• **CONJUNTO DE TAREFAS**:
1. No texto sobre as duas minisséries, como os capítulos são lançados?
2. Continue o texto sobre as minisséries A Cidade É Nossa e A Escada a partir da última frase.
***** TRECHO DO TEXTO *****
Há pelo menos cinco pontos em comum entre A Cidade É Nossa (We Own this City) e A Escada (The Staircase). Ambas estão em cartaz na mesma plataforma de streaming, a HBO Max. Ambas são minisséries baseadas em histórias reais que envolvem a polícia e a Justiça dos Estados Unidos. Ambas contam com duas dezenas de coadjuvantes gravitando em torno de um protagonista sobre o qual pesam graves acusações — com a diferença crucial de que, no primeiro caso, todos sabemos o quão culpado é esse personagem; no segundo, talvez nunca saibamos. Ambas vão e voltam no tempo, exigindo concentração do espectador e atenção às datas e aos detalhes, como a cor dos cabelos. E ambas são beneficiadas pela estratégia de distribuição à moda antiga: os capítulos são lançados um por semana.
***** ITENS *****
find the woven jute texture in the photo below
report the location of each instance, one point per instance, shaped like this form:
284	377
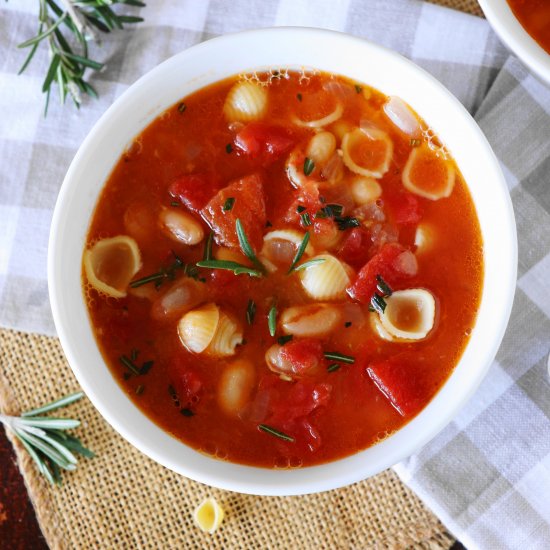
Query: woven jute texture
122	499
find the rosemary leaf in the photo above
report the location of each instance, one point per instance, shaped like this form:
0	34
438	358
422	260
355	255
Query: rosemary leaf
272	320
245	246
299	253
336	356
228	265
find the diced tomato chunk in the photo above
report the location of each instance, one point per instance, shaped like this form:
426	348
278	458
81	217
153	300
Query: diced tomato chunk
356	246
405	209
304	355
194	190
264	142
306	200
248	206
186	381
388	264
401	379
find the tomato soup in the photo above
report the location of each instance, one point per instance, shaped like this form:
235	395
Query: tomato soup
534	16
283	268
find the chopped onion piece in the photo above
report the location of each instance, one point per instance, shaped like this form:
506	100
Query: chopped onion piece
402	116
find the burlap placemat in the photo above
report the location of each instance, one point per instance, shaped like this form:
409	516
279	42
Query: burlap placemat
122	499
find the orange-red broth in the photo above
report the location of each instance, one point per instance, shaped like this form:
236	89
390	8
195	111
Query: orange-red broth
*****
• **RESPOSTAS POR TAREFA**:
1. Um por semana.

2.
Essa tática pode frustrar quem que curte maratonar seriados, mas a dieta a conta-gotas não priva o espectador do prazer da expectativa — suprimido pelo regime fast-food da Netflix —, torna cada episódio um acontecimento e também prolonga a repercussão de uma obra, que se estende por um ou dois meses.
A Cidade É Nossa baseia-se em um livro de um jornalista do Baltimore Sun, Justin Fenton, We Own this City, que examina a corrosão sistêmica da polícia de Baltimore, cidade no Estado de Maryland que é, estatisticamente, uma das mais violentas no mundo. Em 2015, ano em que um jovem negro, Freddie Gray, morreu em circunstâncias suspeitas enquanto estava sob custódia policial, o município registrou 342 homicídios, o que representa uma taxa de 57 para cada 100 mil habitantes — no mesmo ano, o índice nos Estados Unidos foi de 4,8.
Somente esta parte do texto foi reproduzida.